> [Study questions]
[a] In the polio article below, translate this sentence into Spanish: "If the government approves the program, inoculations could begin as soon as next week."
[b] According to the polio article below, where was the virus found in May?
[c] Carry the polio article below forward from its final sentence.

> [Source document]
────────────────

Health Ministry to Inoculate 200,000 Negev Kids Against Polio
The Health Ministry is set to announce in the coming days that it is embarking on an emergency inoculation program to protect some 200,000 children from polio. A report on Channel 10 Tuesday night said that doctors have found hundreds of people carrying the disease in recent days, especially in the south.
If the government approves the program, inoculations could begin as soon as next week. Inoculations will most likely be given at Tipat Halav (Mother and Child Wellness) clinics, and will be offered free or at low cost.
Israeli children have been inoculated against polio for generations, but the inoculation, whole preventing them from getting the disease, did not stop them from being carriers. As a result, children with weaker immune systems could be susceptible to the disease, even if they received inoculations. A new version of polio vaccine eliminates the disease from the body altogether, preventing it from being spread altogether.
The Channel 10 report said that the Health Ministry had ordered 500,000 doses of the new vaccine, in the event that polio was found in large amounts in other parts of the country. Professor Moti Ravid, director of Maayanei Hayeshua hospital in Bnei Brak, said that it was very possible that some children had contracted polio without even realizing it. "One out of every 100 polio patients is stricken with paralysis, partially or fully," he said. "There may be some children out there who are ill, with doctors attributing their problems to something else."
Polio has been found in recent months in several places in southern Israel. In May, the virus was found in sewage from the Bedouin city of Rahat. Later, samples were found in sewage in Beersheva, Ashdod, and Tel Aviv. Experts said that the outbreak seemed to be centered on Rahat, and it may have spread from there. According to a leading expert on Islam, Daniel Pipes, polio is making a major comeback among Muslims.

────────────────

> [Information given]

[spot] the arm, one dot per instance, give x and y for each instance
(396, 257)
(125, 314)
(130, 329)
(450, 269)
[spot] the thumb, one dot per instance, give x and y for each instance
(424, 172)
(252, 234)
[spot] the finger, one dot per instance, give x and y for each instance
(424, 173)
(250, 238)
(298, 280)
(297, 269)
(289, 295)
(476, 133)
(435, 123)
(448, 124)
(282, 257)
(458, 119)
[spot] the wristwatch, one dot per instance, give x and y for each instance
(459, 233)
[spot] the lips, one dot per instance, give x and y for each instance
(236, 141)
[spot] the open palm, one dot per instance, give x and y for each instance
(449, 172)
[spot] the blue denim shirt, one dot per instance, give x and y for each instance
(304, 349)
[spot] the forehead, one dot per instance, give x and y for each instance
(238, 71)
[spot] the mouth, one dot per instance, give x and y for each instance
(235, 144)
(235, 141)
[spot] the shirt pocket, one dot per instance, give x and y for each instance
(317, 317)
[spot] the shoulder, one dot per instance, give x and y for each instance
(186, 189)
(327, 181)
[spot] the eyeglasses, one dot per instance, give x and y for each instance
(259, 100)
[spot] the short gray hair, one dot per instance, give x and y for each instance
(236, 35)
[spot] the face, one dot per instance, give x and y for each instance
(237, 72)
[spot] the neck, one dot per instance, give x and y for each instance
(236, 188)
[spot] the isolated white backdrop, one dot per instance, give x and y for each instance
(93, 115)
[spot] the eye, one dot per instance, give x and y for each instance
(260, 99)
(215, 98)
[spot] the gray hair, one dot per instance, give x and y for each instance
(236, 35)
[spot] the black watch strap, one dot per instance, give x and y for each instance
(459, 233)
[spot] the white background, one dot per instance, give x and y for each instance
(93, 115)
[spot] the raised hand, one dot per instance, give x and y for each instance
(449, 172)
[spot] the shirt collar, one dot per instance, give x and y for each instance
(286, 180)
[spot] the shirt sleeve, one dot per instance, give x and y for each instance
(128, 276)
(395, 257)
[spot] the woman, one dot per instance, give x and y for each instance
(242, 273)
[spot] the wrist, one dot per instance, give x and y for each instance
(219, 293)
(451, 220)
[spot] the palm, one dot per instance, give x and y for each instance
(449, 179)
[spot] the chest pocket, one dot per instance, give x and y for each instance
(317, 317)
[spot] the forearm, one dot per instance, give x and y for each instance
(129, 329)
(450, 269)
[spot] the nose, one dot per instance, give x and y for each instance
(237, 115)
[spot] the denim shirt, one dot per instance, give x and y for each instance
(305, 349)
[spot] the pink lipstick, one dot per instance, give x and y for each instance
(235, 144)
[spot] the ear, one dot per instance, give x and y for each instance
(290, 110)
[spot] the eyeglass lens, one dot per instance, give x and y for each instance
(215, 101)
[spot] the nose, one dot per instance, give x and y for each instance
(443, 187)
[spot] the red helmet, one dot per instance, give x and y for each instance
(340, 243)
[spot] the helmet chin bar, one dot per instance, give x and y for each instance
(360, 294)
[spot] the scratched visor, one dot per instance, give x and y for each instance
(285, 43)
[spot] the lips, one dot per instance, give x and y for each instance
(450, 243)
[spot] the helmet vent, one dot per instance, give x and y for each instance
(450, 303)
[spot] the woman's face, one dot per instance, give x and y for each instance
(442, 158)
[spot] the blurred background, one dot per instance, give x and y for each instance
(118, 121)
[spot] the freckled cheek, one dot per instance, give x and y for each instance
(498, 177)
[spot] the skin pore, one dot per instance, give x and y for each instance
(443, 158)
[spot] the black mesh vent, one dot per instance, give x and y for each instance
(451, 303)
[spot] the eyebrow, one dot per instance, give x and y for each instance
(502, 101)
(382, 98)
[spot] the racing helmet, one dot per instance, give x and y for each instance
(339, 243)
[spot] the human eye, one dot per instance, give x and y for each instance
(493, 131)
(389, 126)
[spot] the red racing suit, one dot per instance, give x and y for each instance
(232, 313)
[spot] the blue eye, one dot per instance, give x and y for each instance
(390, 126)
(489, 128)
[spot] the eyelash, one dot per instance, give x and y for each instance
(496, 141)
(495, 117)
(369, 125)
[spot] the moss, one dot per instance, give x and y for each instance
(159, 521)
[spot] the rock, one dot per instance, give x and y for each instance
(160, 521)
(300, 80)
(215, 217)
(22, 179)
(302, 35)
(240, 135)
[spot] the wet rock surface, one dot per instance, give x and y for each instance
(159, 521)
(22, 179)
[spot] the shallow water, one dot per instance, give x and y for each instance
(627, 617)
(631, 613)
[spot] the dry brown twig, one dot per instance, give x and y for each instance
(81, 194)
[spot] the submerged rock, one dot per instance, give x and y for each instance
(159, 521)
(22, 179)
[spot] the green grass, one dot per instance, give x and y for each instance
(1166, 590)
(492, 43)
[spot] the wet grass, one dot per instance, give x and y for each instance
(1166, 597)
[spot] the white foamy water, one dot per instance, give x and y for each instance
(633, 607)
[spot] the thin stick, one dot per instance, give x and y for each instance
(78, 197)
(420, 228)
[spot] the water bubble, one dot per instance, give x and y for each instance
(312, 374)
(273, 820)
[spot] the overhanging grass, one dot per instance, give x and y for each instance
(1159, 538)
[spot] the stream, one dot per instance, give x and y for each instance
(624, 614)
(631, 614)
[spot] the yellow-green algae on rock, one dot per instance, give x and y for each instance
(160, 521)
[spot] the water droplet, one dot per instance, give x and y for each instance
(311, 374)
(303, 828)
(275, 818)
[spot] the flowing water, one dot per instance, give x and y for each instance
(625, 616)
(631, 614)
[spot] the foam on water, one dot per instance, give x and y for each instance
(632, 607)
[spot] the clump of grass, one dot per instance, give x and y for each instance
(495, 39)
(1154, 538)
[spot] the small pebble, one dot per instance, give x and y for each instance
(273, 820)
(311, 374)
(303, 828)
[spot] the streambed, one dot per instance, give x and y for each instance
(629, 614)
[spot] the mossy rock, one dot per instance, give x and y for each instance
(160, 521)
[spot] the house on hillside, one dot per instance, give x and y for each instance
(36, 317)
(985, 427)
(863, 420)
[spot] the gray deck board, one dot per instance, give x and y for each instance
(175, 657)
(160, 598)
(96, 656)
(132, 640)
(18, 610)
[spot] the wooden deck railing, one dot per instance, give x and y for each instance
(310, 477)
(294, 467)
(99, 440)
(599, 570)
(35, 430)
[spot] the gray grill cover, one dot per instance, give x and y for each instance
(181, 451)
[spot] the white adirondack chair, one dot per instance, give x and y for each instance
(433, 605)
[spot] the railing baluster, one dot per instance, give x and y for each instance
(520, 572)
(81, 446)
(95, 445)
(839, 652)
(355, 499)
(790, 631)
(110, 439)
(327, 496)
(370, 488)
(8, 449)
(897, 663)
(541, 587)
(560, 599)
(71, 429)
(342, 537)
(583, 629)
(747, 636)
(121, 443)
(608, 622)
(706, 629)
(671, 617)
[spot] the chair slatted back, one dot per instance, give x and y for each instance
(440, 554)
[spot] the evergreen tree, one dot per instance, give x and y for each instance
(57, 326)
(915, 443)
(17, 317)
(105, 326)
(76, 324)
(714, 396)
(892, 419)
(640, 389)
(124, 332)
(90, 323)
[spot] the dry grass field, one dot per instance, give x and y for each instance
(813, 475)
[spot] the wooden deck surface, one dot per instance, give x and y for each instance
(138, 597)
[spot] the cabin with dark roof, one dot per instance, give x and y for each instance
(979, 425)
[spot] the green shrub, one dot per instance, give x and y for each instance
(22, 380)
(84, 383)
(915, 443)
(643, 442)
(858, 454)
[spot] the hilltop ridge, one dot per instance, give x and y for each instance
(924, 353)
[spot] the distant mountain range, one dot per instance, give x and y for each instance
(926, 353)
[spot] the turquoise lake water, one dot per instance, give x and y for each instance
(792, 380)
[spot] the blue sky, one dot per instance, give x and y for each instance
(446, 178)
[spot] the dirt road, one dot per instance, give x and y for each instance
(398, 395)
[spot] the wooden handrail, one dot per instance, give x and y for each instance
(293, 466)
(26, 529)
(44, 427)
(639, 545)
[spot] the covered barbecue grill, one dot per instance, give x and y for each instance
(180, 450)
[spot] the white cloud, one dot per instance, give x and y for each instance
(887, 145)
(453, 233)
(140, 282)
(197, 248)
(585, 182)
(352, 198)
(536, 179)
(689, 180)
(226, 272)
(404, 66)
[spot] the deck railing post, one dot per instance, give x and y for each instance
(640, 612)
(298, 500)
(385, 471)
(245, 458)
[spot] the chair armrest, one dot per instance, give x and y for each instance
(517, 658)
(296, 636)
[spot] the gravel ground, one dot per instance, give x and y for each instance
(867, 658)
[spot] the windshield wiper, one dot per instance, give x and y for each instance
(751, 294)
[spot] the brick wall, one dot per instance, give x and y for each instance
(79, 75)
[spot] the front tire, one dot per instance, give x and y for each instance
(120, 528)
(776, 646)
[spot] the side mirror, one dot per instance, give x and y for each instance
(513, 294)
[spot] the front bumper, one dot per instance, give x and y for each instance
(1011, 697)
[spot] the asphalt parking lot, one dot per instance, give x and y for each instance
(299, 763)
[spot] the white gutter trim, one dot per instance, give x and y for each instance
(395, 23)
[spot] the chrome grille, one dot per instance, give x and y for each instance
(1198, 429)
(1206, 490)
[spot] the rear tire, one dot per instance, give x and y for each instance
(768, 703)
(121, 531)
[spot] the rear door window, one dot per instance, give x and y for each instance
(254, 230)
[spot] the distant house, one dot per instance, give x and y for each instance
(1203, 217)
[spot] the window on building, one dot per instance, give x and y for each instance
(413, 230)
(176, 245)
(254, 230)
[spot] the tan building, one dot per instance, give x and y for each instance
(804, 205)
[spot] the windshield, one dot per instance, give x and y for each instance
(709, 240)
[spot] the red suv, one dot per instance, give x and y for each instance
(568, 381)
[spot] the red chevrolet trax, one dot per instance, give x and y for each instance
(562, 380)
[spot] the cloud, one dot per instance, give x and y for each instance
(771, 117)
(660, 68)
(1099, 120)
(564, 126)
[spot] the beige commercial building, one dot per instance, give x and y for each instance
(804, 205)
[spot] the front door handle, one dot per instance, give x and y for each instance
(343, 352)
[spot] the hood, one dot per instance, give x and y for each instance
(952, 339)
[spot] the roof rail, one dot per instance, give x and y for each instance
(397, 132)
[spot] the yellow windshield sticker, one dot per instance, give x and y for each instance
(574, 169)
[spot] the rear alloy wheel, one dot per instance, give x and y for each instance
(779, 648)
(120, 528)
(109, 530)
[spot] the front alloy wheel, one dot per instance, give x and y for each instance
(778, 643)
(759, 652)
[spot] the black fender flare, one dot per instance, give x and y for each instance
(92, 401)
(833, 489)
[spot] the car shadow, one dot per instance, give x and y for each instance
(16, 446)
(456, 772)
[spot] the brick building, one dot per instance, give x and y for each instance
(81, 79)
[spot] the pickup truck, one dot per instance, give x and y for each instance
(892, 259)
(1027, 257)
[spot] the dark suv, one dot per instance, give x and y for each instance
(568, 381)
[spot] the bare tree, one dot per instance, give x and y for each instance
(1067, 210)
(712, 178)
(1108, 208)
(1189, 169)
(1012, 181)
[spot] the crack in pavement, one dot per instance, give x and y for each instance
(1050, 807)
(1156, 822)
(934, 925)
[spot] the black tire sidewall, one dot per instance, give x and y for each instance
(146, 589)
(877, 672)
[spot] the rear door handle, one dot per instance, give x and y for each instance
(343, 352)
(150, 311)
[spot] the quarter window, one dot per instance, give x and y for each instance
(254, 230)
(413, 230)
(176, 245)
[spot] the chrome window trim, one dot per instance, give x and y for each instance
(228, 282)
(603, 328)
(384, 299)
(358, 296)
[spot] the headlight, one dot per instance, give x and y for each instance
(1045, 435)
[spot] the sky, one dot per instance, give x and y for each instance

────────────────

> [Results]
[a] Si el gobierno aprueba el programa, las vacunaciones podrían comenzar tan pronto como la próxima semana.

[b] It was found in sewage from the Bedouin city of Rahat.

[c]
In 2003, Ibrahim Datti Ahmed, president of the Supreme Council for Sharia in Nigeria and a physician, said that the vaccination program in his country was part of a Western conspiracy to render Muslim children infertile. His call for an end to the polio immunization campaign touched a nerve and spread to other Muslim religious leaders in Nigeria, causing the vaccination process to slow down and incidences of the disease to pick up. "From Nigeria, this dual phenomenon of conspiracy theory and re-appearance of the disease then expanded to Muslims internationally," wrote Pipes, who has been following the resurgence of the disease.
"So closely connected have Islam and polio become that the Muslim-only pilgrimage to Mecca became a major mechanism of transmitting the disease to faraway places like Indonesia," Pipes wrote.
MK Shuli Mualem (Bayit Yehudi), deputy head of the Health Committee, called on the Ministry to increase its contacts with the population, and to set a goal of inoculating as many people – especially children – as soon as possible.